## Stated problem A
Reproduce, unchanged, the lines of the listing below starting at the line that contains "point: pony -- drop" and ending at the line that contains "column 578, row 269", including both of those lines.

Here’s a campaign that (I guess) is age-neutral, maybe skewed a bit to Baby Boomers (two out of three celebrities, and a moldy tune for the TV spot)*:
I’m not a fan of using celebrities for ads, although there are exceptions. I generally smile when I see Whoopi.
Fast Company’s Chris Dannen says, “The Google Phone's Ad Campaign Bites, Here's How to Give It Teeth.”
The TV spot is aspirational, direct, fun – but it doesn’t do what it should do:
For the umpteenth time …
The Most Effective Marketing/Advertising Model For Reaching Baby Boomers: What is now called traditional advertising pushing you to an age-friendly, informative product/services web site.

## Stated problem B
From the advertising post above, write out the passage starting at "Fast Company’s Chris" and ending at "product/services web site.", word for word.

## Supplied material
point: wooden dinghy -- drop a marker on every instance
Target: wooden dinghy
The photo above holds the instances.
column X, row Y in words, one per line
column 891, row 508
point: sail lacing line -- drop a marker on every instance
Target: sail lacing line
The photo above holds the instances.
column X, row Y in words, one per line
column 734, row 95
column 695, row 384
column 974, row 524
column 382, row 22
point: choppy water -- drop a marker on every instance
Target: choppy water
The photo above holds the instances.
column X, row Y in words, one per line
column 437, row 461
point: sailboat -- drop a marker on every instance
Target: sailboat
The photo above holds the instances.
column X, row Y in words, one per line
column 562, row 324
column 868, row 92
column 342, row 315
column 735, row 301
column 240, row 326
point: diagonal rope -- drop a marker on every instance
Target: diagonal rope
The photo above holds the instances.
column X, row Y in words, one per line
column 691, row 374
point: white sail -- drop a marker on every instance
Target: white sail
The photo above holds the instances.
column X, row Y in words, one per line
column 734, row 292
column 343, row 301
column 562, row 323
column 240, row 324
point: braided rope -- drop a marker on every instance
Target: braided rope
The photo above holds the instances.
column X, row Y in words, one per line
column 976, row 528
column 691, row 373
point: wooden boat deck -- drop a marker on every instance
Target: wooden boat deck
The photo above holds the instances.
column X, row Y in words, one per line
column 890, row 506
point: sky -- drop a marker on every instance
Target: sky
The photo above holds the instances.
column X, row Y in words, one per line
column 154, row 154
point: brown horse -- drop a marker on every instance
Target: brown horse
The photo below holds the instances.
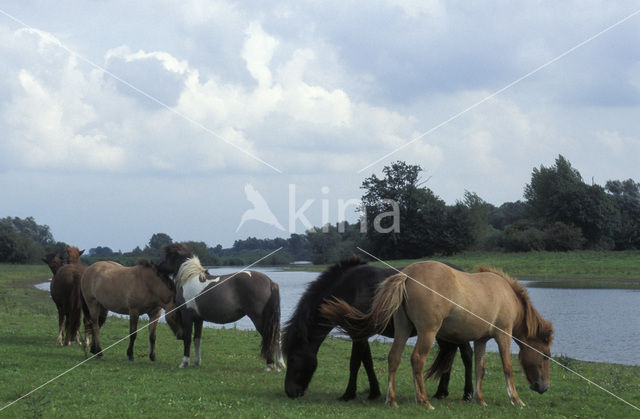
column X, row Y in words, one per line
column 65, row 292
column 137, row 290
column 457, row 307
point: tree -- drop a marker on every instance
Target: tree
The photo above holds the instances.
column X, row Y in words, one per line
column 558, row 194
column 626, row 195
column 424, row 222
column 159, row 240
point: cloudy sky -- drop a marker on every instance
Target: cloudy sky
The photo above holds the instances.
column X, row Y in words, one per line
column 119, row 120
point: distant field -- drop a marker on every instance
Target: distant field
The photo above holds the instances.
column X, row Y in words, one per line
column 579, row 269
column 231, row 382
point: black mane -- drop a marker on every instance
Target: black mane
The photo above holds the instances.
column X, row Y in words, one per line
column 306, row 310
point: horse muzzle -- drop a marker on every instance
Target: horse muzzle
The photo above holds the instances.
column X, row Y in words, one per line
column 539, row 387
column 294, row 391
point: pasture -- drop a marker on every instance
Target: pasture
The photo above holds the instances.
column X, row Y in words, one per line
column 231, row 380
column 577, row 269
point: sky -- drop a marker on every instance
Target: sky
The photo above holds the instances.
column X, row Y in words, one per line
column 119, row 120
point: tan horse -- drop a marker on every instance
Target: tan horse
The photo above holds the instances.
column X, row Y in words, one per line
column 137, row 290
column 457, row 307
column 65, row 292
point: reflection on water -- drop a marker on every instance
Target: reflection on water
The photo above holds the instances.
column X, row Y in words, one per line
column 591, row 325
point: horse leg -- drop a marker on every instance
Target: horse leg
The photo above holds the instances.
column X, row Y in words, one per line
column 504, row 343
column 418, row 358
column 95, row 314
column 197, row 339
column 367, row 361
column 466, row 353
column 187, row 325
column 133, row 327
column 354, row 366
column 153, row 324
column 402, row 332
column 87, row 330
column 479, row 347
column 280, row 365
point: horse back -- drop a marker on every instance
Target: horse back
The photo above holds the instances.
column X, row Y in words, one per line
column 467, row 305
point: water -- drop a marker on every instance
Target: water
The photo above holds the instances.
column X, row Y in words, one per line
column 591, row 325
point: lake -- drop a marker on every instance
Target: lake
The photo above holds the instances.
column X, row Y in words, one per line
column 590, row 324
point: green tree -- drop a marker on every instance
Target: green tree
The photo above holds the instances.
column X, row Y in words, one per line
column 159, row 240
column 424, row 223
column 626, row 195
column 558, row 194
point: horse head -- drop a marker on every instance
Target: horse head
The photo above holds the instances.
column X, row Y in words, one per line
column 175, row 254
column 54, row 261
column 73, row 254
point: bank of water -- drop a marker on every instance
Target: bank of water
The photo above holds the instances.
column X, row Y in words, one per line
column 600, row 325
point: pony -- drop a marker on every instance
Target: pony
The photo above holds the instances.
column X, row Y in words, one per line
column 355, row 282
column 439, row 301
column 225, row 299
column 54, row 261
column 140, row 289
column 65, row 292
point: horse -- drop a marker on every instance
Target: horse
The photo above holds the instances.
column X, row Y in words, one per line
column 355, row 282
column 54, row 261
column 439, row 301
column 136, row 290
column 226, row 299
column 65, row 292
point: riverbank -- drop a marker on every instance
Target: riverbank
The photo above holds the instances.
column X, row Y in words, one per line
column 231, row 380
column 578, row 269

...

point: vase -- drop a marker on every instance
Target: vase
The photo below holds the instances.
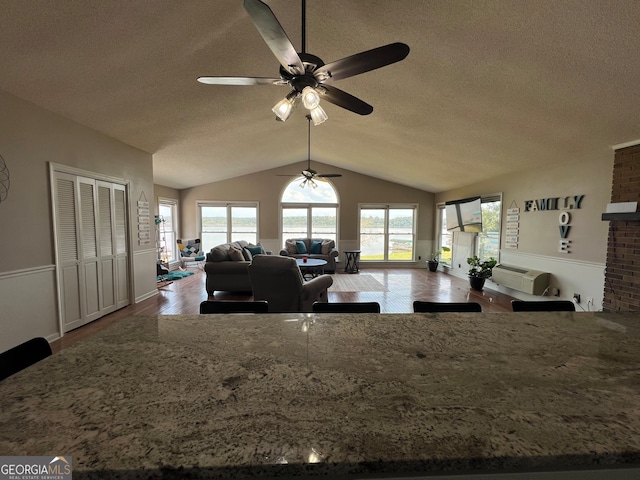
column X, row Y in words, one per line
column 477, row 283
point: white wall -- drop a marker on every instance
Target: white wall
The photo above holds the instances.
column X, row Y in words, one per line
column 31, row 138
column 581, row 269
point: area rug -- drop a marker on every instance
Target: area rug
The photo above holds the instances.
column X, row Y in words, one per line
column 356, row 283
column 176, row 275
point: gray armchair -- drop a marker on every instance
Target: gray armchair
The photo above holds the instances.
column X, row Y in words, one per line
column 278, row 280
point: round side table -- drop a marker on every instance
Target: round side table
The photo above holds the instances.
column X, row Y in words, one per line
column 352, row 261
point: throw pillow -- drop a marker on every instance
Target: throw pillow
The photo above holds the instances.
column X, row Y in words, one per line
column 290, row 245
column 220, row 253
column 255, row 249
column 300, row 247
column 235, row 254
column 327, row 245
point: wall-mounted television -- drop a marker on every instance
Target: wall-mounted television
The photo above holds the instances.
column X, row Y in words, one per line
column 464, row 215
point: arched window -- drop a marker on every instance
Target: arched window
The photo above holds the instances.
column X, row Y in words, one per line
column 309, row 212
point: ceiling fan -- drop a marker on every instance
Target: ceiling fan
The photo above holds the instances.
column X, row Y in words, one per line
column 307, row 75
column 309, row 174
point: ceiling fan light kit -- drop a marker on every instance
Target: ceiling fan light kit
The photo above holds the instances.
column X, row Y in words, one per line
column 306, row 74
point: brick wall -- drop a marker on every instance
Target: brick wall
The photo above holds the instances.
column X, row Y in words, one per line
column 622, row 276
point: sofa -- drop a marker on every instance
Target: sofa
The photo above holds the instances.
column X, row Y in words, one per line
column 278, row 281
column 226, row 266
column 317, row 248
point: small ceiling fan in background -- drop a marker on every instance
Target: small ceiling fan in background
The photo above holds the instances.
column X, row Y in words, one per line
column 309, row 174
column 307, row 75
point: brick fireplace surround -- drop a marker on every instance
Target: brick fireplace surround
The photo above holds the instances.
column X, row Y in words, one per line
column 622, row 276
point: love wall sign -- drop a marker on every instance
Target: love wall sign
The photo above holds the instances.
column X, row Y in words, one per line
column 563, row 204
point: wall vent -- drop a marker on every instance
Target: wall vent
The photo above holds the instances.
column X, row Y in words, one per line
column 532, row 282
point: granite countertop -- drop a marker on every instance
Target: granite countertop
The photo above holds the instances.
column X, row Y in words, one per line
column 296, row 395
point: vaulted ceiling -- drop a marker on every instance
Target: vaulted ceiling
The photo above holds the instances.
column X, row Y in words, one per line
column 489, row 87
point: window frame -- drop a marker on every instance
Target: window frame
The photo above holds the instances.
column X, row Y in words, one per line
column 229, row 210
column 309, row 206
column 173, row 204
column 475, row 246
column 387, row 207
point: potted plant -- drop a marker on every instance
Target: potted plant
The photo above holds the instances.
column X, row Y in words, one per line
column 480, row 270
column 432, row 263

* * *

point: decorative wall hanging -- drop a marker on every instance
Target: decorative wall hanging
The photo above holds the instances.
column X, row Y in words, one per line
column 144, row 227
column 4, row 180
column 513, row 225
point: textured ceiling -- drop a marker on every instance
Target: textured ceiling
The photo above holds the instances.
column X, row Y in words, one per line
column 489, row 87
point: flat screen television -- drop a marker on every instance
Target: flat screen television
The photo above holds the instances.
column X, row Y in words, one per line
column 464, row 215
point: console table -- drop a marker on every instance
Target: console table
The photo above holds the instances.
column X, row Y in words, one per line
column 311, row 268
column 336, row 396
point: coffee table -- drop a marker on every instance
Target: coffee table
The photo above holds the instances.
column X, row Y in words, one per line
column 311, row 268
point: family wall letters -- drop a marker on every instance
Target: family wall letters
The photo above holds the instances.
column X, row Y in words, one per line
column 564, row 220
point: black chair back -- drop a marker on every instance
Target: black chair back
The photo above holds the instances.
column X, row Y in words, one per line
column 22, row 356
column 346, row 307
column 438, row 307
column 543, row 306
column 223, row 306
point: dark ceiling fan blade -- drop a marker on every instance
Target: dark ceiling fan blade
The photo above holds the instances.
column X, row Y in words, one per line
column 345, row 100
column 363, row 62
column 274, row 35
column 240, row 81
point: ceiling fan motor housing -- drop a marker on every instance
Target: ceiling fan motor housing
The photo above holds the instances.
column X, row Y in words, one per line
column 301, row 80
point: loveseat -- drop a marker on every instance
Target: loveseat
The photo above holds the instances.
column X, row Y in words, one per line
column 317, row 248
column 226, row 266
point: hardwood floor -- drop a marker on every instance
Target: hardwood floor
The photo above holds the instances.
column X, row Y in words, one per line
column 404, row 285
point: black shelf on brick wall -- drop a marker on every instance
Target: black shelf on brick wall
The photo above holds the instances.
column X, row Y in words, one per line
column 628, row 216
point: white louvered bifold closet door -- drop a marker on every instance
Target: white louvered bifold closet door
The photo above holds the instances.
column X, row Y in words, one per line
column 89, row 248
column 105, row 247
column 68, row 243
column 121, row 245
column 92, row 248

## Task response A
point: pony -- drop a marker on every instance
Target: pony
The photo above holds the instances.
column X, row Y in words, one per line
column 355, row 282
column 439, row 301
column 225, row 299
column 54, row 261
column 140, row 289
column 65, row 292
point: horse -- drop a marker on every instance
Target: horse
The photo above holds the instances.
column X, row Y in words, one per line
column 355, row 282
column 54, row 261
column 439, row 301
column 136, row 290
column 226, row 299
column 65, row 292
point: riverbank -- drop a marker on every instance
Target: riverbank
The photo above holds the instances.
column X, row Y in words, one per line
column 231, row 380
column 578, row 269

## Task response B
Fast Company’s Chris Dannen says, “The Google Phone's Ad Campaign Bites, Here's How to Give It Teeth.”
The TV spot is aspirational, direct, fun – but it doesn’t do what it should do:
For the umpteenth time …
The Most Effective Marketing/Advertising Model For Reaching Baby Boomers: What is now called traditional advertising pushing you to an age-friendly, informative product/services web site.